● Text excerpt
Joining us now, John Roach.
John has been on the road farm progress show.
You've had a chance to see some crops up close, people up close.
What's your biggest take away from this trip here on what the farmers tell you?
Well, first of all, I have to back up a little bit.
I live in Florida, so I don't see that.
I see the Midwestern crop very often.
But I spent a couple of weeks in June and another week in July up in Minnesota, in northern Iowa, and it was really dry and they were really hurting.
And they finally got some rains.
When I came back in July, they were feeling better in some areas and not so good in other areas.
And now I came back and the good news is that there were rains across most of the areas and we had a really good August in most of the areas in July in other areas and and until the heat finally came.
So there is a crop out there.
It doesn't look bad from the road.
Driving down the highway doesn't look bad.
You can sure see the the light areas of the field.
And we're sure seeing a lot of difference between the soil types and stuff like that.
But there's a crop out there.
But what we don't know is we don't know how much damage that crop had before rain finally came.
And then in other areas, how much damage there's been since the rains have quit and how much the heat did and how much the heat next week is going to do to it.
I mean, so there's so many things here on a crop that's sort have been threatened all through its growing season.
So here we are a week, two weeks, three weeks away from harvest, depending on your area.
And we're going to find out exact only what kind of yields that we have out there.
And so that's where the market is at this point.
And so where I'm at is in exactly that same spot.
I can drive by a field, I can look at it.
I can stand with a farmer next to the field.
And when both of us try to estimate the yield in that field, we have no idea.
I mean, oh, we'll put a number out there.
But we both know we're both guessing.
And that's where the market is right now.
And in that situation, we have slid the corn market clear down to the bottom and we filled the bean market up near the top.
We're worried and uncertain about crops.
We have a couple of questions that get to those points.
I want to get to cotton here.
That's put on almost five, $6 in two weeks.
What's going on there?
Well we've seen China be a buyer of of of everything, actually.
I mean, we saw some export business finally kind of come through and we and we had crop problems and dry weather and then hurricane.
I mean, so really we really just have had enough different things threatened the cotton market this week.
It caught and ran up and it cleared some resistance.
We had a really strong close on Friday.
It's going to trigger a sell signal.
We're going to we're going to start selling into this market a little bit.
And we think that's what cotton producers need to be doing.
Let's talk about fertilizer.
That's another question you wanted to discuss.
Paul in Iowa asked to be a Facebook this week.
Is it time to get spring fertilizer prices booked and bought booked in and buy them?
Should you do it right now?
Yes.
We put out an alert today.
We write in a letter on fertilizer out and people maybe don't know we do that.
But we we write a letter for fertilizer and we put our letter out today and we recommended finishing up your purchases of of fall fertilizer needs.

● Raw data
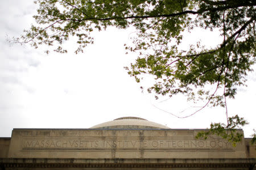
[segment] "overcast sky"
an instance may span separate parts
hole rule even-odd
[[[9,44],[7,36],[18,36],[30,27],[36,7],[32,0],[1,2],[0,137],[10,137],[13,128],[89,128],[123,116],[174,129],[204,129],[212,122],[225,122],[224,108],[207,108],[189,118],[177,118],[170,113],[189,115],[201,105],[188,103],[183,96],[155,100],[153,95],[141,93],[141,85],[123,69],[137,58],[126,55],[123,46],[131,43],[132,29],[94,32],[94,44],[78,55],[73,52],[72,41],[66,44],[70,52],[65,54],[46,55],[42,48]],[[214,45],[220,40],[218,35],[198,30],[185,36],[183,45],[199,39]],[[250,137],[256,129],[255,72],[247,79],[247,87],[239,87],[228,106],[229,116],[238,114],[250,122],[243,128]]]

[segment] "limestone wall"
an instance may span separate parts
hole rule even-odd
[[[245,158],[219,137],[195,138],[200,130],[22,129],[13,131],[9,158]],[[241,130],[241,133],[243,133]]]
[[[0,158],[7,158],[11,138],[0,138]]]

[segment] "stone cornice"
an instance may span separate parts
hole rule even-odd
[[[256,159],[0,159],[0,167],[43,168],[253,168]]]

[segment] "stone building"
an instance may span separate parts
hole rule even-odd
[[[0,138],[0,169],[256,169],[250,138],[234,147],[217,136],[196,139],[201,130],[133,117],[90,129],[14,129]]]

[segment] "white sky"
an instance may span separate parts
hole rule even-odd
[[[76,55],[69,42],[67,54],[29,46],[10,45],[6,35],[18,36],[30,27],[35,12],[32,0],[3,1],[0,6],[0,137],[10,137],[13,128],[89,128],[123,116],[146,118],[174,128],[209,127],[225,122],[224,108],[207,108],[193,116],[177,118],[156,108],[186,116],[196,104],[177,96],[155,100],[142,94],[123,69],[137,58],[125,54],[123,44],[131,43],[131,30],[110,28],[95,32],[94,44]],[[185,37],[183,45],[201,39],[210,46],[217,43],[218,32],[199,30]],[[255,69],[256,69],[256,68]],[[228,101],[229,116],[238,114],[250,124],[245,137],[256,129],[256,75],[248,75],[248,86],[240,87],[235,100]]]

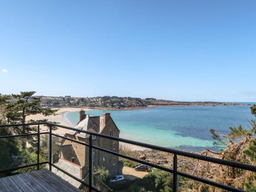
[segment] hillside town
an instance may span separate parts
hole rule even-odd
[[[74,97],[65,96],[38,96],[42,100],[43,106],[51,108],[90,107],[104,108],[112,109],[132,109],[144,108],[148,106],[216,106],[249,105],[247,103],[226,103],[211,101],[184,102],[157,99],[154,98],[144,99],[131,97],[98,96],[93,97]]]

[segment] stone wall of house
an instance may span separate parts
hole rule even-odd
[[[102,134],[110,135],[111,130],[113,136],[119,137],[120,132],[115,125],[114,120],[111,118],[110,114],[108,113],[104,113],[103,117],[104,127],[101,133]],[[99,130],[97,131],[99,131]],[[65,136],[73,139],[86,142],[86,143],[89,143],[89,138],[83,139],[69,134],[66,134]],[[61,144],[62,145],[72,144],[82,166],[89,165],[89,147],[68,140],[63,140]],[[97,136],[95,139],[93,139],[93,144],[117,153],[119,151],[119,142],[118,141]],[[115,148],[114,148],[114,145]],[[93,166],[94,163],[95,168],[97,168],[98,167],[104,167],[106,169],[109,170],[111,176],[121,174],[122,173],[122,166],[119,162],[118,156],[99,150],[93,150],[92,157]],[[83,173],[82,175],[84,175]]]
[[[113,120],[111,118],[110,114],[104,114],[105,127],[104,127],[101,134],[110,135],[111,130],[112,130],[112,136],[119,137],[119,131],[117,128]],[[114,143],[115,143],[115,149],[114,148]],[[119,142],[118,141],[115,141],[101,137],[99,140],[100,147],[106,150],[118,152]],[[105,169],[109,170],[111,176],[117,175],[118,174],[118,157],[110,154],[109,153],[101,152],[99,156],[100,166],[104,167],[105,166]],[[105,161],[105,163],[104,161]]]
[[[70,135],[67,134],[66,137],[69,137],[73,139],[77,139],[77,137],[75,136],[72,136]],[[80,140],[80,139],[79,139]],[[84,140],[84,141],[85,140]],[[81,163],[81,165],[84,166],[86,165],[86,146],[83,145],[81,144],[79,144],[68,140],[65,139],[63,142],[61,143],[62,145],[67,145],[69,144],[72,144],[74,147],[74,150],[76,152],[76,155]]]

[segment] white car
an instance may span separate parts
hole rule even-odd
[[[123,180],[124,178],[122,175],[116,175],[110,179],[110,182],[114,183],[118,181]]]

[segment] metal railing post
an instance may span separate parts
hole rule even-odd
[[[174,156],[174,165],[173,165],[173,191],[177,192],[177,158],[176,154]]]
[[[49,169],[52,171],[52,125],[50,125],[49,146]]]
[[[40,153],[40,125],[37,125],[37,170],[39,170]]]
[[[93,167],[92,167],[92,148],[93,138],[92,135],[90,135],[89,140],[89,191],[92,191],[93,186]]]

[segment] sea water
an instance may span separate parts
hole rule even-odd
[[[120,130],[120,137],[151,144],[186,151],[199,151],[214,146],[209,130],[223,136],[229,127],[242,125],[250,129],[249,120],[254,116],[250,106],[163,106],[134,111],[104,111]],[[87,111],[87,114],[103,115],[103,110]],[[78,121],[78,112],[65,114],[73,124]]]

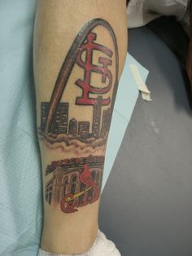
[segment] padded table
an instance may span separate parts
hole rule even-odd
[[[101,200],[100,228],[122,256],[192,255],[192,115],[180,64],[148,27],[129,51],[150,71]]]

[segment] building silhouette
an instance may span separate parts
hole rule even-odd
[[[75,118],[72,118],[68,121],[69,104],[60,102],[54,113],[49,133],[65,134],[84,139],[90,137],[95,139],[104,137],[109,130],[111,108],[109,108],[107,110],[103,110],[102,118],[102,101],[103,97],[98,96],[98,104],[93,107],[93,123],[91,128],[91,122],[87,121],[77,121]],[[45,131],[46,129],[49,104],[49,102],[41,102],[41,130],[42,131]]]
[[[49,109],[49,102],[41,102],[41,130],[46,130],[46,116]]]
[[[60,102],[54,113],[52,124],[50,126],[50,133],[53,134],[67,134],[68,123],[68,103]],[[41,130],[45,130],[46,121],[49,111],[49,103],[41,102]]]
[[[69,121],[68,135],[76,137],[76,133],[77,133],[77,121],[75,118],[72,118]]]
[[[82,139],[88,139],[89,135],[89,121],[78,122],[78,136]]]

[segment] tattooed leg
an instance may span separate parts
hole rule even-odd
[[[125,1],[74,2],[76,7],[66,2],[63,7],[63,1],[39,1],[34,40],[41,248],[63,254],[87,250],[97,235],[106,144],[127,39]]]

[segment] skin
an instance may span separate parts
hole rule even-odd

● Stated task
Copy out the crop market interview from "I mean, we saw" through "market a little bit.", substituting "drought" for "dry weather".

● Result
I mean, we saw some export business finally kind of come through and we and we had crop problems and drought and then hurricane.
I mean, so really we really just have had enough different things threatened the cotton market this week.
It caught and ran up and it cleared some resistance.
We had a really strong close on Friday.
It's going to trigger a sell signal.
We're going to we're going to start selling into this market a little bit.